— Begin —

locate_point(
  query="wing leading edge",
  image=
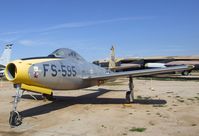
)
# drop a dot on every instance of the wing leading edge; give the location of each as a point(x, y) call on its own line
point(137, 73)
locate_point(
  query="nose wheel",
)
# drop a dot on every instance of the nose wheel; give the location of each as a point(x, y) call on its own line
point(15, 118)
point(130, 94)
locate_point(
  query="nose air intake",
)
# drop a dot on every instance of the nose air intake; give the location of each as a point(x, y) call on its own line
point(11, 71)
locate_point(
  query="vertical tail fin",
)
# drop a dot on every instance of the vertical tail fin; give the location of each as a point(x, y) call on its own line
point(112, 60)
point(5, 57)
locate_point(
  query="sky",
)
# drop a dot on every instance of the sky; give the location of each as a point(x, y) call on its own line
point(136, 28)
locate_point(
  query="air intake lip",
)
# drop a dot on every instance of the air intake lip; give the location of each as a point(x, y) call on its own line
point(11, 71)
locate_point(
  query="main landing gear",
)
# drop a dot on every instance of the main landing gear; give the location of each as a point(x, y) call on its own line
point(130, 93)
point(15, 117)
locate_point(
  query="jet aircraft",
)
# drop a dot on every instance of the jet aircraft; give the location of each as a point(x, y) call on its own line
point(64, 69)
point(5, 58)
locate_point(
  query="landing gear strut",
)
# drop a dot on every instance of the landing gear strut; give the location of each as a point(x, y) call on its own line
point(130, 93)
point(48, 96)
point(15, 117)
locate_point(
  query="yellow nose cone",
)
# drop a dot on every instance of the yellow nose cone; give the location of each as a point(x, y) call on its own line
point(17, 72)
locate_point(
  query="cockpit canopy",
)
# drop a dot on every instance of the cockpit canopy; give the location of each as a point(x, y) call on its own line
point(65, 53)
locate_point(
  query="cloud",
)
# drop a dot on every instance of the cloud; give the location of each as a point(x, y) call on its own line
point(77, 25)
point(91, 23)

— End —
— Begin —

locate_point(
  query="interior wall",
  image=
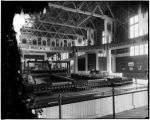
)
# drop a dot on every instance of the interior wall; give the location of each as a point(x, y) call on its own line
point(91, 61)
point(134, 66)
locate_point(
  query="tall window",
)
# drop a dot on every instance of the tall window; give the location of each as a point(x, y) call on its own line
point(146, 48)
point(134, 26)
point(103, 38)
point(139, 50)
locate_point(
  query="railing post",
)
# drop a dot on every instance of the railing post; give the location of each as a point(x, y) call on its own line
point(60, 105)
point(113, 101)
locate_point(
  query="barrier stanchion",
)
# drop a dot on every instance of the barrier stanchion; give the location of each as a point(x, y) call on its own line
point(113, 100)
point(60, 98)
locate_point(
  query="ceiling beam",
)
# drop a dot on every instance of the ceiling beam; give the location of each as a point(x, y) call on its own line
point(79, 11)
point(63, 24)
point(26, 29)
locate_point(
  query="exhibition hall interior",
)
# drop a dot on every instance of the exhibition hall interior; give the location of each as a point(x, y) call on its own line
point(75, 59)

— End —
— Begin —

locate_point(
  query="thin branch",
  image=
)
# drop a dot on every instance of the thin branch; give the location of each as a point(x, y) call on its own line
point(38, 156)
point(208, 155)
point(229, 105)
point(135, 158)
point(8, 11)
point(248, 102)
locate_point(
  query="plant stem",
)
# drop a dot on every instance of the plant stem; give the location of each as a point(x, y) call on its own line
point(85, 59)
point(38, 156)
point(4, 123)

— End —

Please gather every line in the rows above that contains the string "gear", and copy each one out in full.

**EXPECTED ANSWER**
  query="main landing gear",
# drop a dot on every instance of the main landing gear; give the location of each as a point(x, y) call on its own line
  query="landing gear strut",
# drop a dot on every instance of the landing gear strut; give the location of each as a point(x, y) call on its own line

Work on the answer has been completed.